◆ Consignes à suivre ◆
(A) Indiquez si chacune des affirmations suivantes concorde avec le texte sur Coligny, en répondant par oui ou par non et en citant à l’identique les mots du texte qui tranchent. (i) Coligny est blessé le 22 août 1572 par un coup de feu tiré par le sieur de Maurevert. (ii) Catherine de Médicis soutient le projet d’intervention française aux Pays-Bas. (iii) Coligny quitte Paris sur le conseil de ses amis.
(B) Reprenez le texte sur Coligny à l’endroit où il s’arrête et poursuivez-le.

:: Texte présenté

Il continue à œuvrer pour la cause protestante. En particulier, il prend fait et cause pour les Pays-Bas, soumis à la répression des Espagnols catholiques, et milite pour une intervention française contre les Habsbourg. Son objectif est de rapprocher catholiques et protestants face à un ennemi commun. Catherine de Médicis y voit une tentative de renforcement du protestantisme et s’y oppose fortement. Le recrutement par Coligny de troupes pour combattre aux Pays-Bas, est un geste de désobéissance fatal. C’est ce qui entraîne le Conseil du roi Charles IX à vouloir supprimer Coligny.
Le 22 août 1572 au sortir d’une partie de jeu de paume où il est entraîné par le roi, Coligny est blessé par un coup de feu tiré par le sieur de Maurevert. Ramené chez lui, rue de Béthisy (aujourd’hui rue de Rivoli), il reçoit la visite compatissante du roi. À ses amis qui le pressent de quitter Paris il oppose sa confiance dans la parole du roi, le souci de ne pas l’offenser et son refus de risquer de provoquer un retour de la guerre civile.
Dans la soirée du 23 août, le Conseil du roi décide de déclencher le massacre des chefs protestants. Ceux-ci, rassemblés à Paris pour le mariage de Marguerite de Valois et d’Henri de Navarre, sont assassinés.
Coligny est défenestré, achevé et découpé en morceaux, lesquels sont exposés en différents lieux de Paris.
« L’assassinat de Coligny d’après Agrippa d’Aubigné (Histoire Universelle) : « Besme entre dans la chambre, trouve l’Amiral, sa robe de nuit sur lui, à qui il demande : « Es-tu l’Amiral ? ». La réponse fut « Jeune homme, respecte ma vieillesse » (…) Besme lui passa l’épée au travers du corps et, la retirant, lui met le visage en deux. Le duc de Guise demandant si la besogne était faite et Besme ayant répondu que oui, on lui commanda de jeter le corps par la fenêtre, ce qu’il fit. »

::::
:: Contenu des données

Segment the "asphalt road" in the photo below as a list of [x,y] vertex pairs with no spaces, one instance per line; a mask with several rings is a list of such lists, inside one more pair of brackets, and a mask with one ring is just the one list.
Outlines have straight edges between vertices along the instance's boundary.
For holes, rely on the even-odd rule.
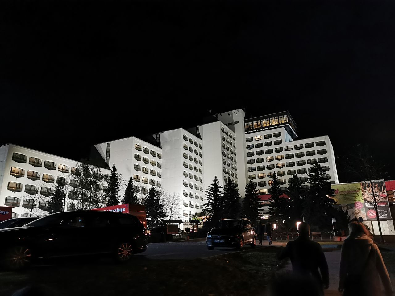
[[[256,247],[261,247],[256,246]],[[250,248],[249,245],[246,245],[243,249]],[[181,242],[150,244],[146,251],[135,256],[144,256],[153,260],[188,259],[204,258],[238,251],[235,248],[218,247],[209,250],[206,247],[205,242]]]

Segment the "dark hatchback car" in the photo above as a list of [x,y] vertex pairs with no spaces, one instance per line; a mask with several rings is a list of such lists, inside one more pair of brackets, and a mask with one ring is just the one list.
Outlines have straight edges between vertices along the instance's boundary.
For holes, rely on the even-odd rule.
[[13,218],[0,223],[0,229],[12,227],[19,227],[26,225],[28,223],[37,220],[37,217],[26,217],[26,218]]
[[146,230],[135,216],[110,212],[57,213],[23,227],[0,230],[1,262],[18,269],[40,258],[110,254],[130,260],[147,247]]
[[251,222],[244,218],[220,220],[207,234],[206,245],[209,250],[215,247],[235,247],[241,249],[245,245],[254,247],[256,235]]

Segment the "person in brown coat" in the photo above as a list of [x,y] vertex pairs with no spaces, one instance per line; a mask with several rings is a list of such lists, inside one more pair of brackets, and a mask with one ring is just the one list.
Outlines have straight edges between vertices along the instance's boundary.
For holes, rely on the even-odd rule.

::::

◆ Réponses fournies ◆
(A)
(i) Oui : « Le 22 août 1572 au sortir d’une partie de jeu de paume où il est entraîné par le roi, Coligny est blessé par un coup de feu tiré par le sieur de Maurevert. »
(ii) Non : « Catherine de Médicis y voit une tentative de renforcement du protestantisme et s’y oppose fortement. »
(iii) Non : « À ses amis qui le pressent de quitter Paris il oppose sa confiance dans la parole du roi, le souci de ne pas l’offenser et son refus de risquer de provoquer un retour de la guerre civile. »

(B)
Parmi les principaux chefs protestants présents à Paris, seuls Henri de Navarre et Henri de Bourbon, prince de Condé, échappent aux massacres de la Saint-Barthélemy.
Elizabeth d’Angleterre, porte le deuil de l’amiral, les princes allemands protestants s’indignent, tandis que le pape Grégoire XIII et Philippe II d’Espagne se réjouissent ouvertement. En effet le camp protestant perd avec l’amiral une personnalité qui, par sa naissance et son talent de diplomate et de guerrier, a porté haut les couleurs de la Réforme en Europe.
Le monument en souvenir de Coligny
Le beau monument en marbre blanc, au chevet du temple de l’Oratoire, rue de Rivoli à Paris, est réalisé par le sculpteur Gustave Crauk (1827-1905). Inauguré en 1889, il représente l’amiral debout devant une fenêtre en souvenir de sa défenestration.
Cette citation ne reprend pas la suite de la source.